-- Text to read start --

I. Plaintiff’s Appeal
[1] Plaintiff first assigns as error the trial court’s granting of defendant’s motion for summary judgment since there were still material issues to be tried. In her brief plaintiff contends that the following matters were in dispute: “1. It is disputed whether money owed to East Carolina University is money owed to the State pursuant to the statute; 2. It is disputed whether the plaintiff falls within the exception of the statute that a genuine dispute as to the money owed and whether she was pursuing her administrative remedies; 3. It is disputed whether amounts garnished from her income tax refund constitutes repayment under the statute; 4. It is disputed whether the reasonable time period as contemplated by the statute ran from May 15,1986 until the date of her dismissal; 5. It is disputed whether Nash Technical College violated the provisions of its policies and procedures regarding due process and affording plaintiff a hearing prior to her termination.” Plaintiff *124contends that none of these issues were litigated by the Board and that “[t]he granting of the defendant’s motion for summary judgment was simply inappropriate given the nature of issues raised in all the pleadings, the documents, the numerous hearings and the total circumstances.” We disagree and affirm.

-- Text to read end --
-- Records start --

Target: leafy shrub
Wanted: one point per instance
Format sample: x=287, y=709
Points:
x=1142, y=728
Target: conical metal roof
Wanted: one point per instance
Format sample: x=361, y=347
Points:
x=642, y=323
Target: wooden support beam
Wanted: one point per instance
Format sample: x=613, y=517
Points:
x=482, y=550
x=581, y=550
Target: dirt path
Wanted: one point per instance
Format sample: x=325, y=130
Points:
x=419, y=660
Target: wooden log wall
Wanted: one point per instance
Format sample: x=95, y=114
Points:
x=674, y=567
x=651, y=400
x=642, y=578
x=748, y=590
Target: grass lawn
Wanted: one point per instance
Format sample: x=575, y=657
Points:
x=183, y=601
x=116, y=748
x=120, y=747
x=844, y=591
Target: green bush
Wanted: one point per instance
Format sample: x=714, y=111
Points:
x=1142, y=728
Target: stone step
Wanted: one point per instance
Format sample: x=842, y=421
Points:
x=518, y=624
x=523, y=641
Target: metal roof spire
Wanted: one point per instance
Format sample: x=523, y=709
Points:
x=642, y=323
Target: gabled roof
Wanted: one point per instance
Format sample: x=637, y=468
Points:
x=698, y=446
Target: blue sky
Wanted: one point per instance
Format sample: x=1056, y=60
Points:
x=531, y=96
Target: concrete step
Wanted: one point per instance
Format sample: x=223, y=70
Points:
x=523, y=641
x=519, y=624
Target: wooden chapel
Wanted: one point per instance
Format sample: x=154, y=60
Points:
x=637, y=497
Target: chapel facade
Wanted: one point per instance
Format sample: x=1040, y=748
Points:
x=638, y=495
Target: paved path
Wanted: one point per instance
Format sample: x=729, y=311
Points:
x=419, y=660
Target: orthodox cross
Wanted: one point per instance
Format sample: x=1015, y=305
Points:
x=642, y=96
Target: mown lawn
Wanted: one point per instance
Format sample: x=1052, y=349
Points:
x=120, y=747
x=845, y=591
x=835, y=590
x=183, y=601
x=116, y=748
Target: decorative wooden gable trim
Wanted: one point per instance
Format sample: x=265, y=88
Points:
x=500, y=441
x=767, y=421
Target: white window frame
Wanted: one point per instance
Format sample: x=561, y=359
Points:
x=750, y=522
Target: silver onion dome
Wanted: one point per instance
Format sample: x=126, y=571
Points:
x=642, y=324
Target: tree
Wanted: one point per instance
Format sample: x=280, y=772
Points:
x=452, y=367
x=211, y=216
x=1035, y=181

-- Records end --

> [Tasks and exercises]:
1 – In the plaintiff's appeal text, what is the first matter the plaintiff lists as disputed?
2 – Using the plaintiff's appeal text, explain why the plaintiff says the trial court erred in granting the defendant's motion for summary judgment.

> [Results of the tasks]:
1 – Whether money owed to East Carolina University is money owed to the State under the statute.

2 – The plaintiff argues that material issues remained to be tried and that none of them were litigated by the Board. She says summary judgment was inappropriate given the issues raised in the pleadings, the documents, the many hearings and the overall circumstances.